====== Passage given

Published Catalogue Text: Ancient Mediterranean and Near Eastern Bronzes at the Harvard Art Museums
This bronze mirror has an extension for insertion into a separate handle, which likely would have been made of wood or bone. The obverse is undecorated except for the remains of a beaded border; the reverse shows a nude Hermes and Lasa surrounded by an ivy border. Traces of silver have been detected using XRF in the incised areas of this mirror; it was applied most likely to enhance the engraved scene.

There are ten Etruscan bronze mirrors in the collection of the Harvard Art Museums, ranging in date from the early fifth century to the mid second century BCE. All the mirrors bear engraved designs, and the more elaborately decorated medallions contain scenes involving human or divine figures. Identifiable subjects include Hermes and Lasa on this mirror, as well as two young men wearing short chitons and Phrygian caps on 1932.56.37, who may be the Dioskouroi (1). The subjects depicted on other mirrors are more difficult to identify with certainty. One such example is a scene depicting two young men flanking two women, one of whom is nude, in front of an architectural structure (1977.216.1995.A-B); it has been suggested that the figures may be Helen, Clytemnestra, and the Dioskouroi (2). Another scene, less well preserved, shows a figure wearing a peplos and helmet flanked on the left by a man in a short tunic and boots, and on the right by an unidentified woman wearing a peplos and Phrygian cap (1977.216.2311). The central figure is most likely Athena (Etruscan Menrva), and while the figure on the left leans on a club similar to the one often carried by Herakles, it is unusual for that hero to be shown clothed (3). The three stand before a two-story Ionic structure.

Two mirrors in the collection show signs of an interesting afterlife. The disc of 1977.216.2311 has been perforated in ten places, probably as a means of ensuring that the object would be useless to the living and could be permanently dedicated to the deceased; a less plausible suggestion is that the mirror was reused as a strainer (4). Another mirror in the collection (1977.216.3422), if it is ancient, seems to have been reworked in modern times by an engraver who added to the medallion a female bust, a recumbent male, and an inscription. Neither the style nor the subject of the engraving corresponds to examples known from other Etruscan mirrors, and both the engraving and the inscription appear to have been made with a modern instrument (5).

============

> _Exercise requirements_:
1 > Answer these questions from the catalogue text on Etruscan mirrors:
(a) According to the text, what would the separate handle of the mirror likely have been made of?
(b) How many Etruscan bronze mirrors are in the collection of the Harvard Art Museums?
(c) What method was used to detect traces of silver in the incised areas of the mirror?
2 > Please list every museum object number that appears in the catalogue text on Etruscan mirrors.
3 > Rewrite the catalogue text on Etruscan mirrors between "Published Catalogue Text: Ancient" and "the engraved scene.", inclusive, with "beaded" changed to "dotted".

====== Extracted data

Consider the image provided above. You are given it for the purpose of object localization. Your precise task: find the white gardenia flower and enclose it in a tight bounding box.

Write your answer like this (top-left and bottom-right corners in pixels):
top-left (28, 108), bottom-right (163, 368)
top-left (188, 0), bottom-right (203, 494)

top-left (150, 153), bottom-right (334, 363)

============
====== Extracted data

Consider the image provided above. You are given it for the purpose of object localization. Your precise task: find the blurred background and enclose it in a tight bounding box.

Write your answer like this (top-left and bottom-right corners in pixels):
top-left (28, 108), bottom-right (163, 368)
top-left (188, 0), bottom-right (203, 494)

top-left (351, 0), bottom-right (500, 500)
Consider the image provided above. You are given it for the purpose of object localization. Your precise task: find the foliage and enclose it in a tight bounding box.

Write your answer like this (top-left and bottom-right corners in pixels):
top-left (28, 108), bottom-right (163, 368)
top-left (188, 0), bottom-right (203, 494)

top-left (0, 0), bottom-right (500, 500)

============
====== Extracted data

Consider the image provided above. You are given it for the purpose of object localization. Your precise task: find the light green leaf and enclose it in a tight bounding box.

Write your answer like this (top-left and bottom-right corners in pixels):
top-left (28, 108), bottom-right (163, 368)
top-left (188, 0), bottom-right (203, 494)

============

> _Task responses_:
1 >
(a) Wood or bone.
(b) Ten.
(c) XRF.

2 >
1932.56.37
1977.216.1995.A-B
1977.216.2311
1977.216.3422

3 >
Published Catalogue Text: Ancient Mediterranean and Near Eastern Bronzes at the Harvard Art Museums
This bronze mirror has an extension for insertion into a separate handle, which likely would have been made of wood or bone. The obverse is undecorated except for the remains of a dotted border; the reverse shows a nude Hermes and Lasa surrounded by an ivy border. Traces of silver have been detected using XRF in the incised areas of this mirror; it was applied most likely to enhance the engraved scene.